WORK INSTRUCTION -
From the first line through the line containing "target = rose decoration on lid", transcribe the records exactly and include no other lines.

^^^^

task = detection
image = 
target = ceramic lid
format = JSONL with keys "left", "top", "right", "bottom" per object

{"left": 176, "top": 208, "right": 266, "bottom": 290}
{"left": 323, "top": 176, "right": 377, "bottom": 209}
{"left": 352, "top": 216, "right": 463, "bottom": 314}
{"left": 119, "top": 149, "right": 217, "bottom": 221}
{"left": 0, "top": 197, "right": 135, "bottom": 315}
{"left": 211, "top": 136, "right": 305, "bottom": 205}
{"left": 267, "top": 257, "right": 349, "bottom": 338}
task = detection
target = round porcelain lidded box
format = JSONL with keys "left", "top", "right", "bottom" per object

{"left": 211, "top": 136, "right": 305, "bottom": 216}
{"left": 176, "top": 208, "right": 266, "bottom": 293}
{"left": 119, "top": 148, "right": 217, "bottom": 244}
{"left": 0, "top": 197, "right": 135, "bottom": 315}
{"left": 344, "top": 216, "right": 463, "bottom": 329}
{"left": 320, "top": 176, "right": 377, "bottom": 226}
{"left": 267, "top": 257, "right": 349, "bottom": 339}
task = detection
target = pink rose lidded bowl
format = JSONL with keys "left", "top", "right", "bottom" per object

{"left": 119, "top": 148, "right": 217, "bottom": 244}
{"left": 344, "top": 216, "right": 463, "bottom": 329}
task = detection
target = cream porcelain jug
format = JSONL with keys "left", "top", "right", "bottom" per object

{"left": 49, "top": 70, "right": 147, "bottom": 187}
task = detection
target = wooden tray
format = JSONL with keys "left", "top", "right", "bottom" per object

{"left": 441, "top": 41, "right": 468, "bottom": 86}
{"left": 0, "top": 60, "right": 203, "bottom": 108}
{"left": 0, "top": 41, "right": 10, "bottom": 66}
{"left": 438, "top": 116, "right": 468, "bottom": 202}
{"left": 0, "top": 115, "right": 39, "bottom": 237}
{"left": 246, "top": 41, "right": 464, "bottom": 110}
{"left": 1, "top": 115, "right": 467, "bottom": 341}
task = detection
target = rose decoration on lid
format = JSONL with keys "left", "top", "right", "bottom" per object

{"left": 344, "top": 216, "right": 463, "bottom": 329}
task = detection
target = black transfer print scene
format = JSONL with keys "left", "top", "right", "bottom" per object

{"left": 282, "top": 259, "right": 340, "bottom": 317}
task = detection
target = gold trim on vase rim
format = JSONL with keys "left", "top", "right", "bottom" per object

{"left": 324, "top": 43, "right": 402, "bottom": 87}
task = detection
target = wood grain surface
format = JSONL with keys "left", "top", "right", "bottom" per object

^^^^

PROBLEM SOLUTION -
task = detection
image = 
target = ceramic lid
format = JSONL with keys "left", "top", "right", "bottom" per object

{"left": 176, "top": 208, "right": 266, "bottom": 290}
{"left": 323, "top": 176, "right": 377, "bottom": 209}
{"left": 352, "top": 216, "right": 463, "bottom": 314}
{"left": 119, "top": 149, "right": 217, "bottom": 221}
{"left": 0, "top": 197, "right": 135, "bottom": 315}
{"left": 211, "top": 136, "right": 305, "bottom": 205}
{"left": 267, "top": 257, "right": 349, "bottom": 338}
task = detection
target = round porcelain lidded box
format = JSONL with keys "left", "top", "right", "bottom" per object

{"left": 211, "top": 136, "right": 305, "bottom": 216}
{"left": 176, "top": 208, "right": 266, "bottom": 293}
{"left": 119, "top": 148, "right": 217, "bottom": 244}
{"left": 0, "top": 197, "right": 135, "bottom": 315}
{"left": 344, "top": 216, "right": 463, "bottom": 329}
{"left": 320, "top": 176, "right": 377, "bottom": 226}
{"left": 267, "top": 257, "right": 349, "bottom": 339}
task = detection
target = pink rose lidded bowl
format = JSONL with keys "left", "top", "right", "bottom" per object

{"left": 119, "top": 148, "right": 217, "bottom": 244}
{"left": 344, "top": 216, "right": 463, "bottom": 329}
task = detection
target = cream porcelain jug
format = JSONL with keys "left", "top", "right", "bottom" per object

{"left": 49, "top": 70, "right": 147, "bottom": 187}
task = detection
target = wooden tray
format = JSONL with keys "left", "top", "right", "bottom" per object

{"left": 441, "top": 41, "right": 468, "bottom": 86}
{"left": 0, "top": 60, "right": 203, "bottom": 108}
{"left": 0, "top": 41, "right": 10, "bottom": 66}
{"left": 438, "top": 116, "right": 468, "bottom": 202}
{"left": 0, "top": 115, "right": 39, "bottom": 237}
{"left": 246, "top": 41, "right": 464, "bottom": 110}
{"left": 1, "top": 115, "right": 467, "bottom": 341}
task = detection
target = rose decoration on lid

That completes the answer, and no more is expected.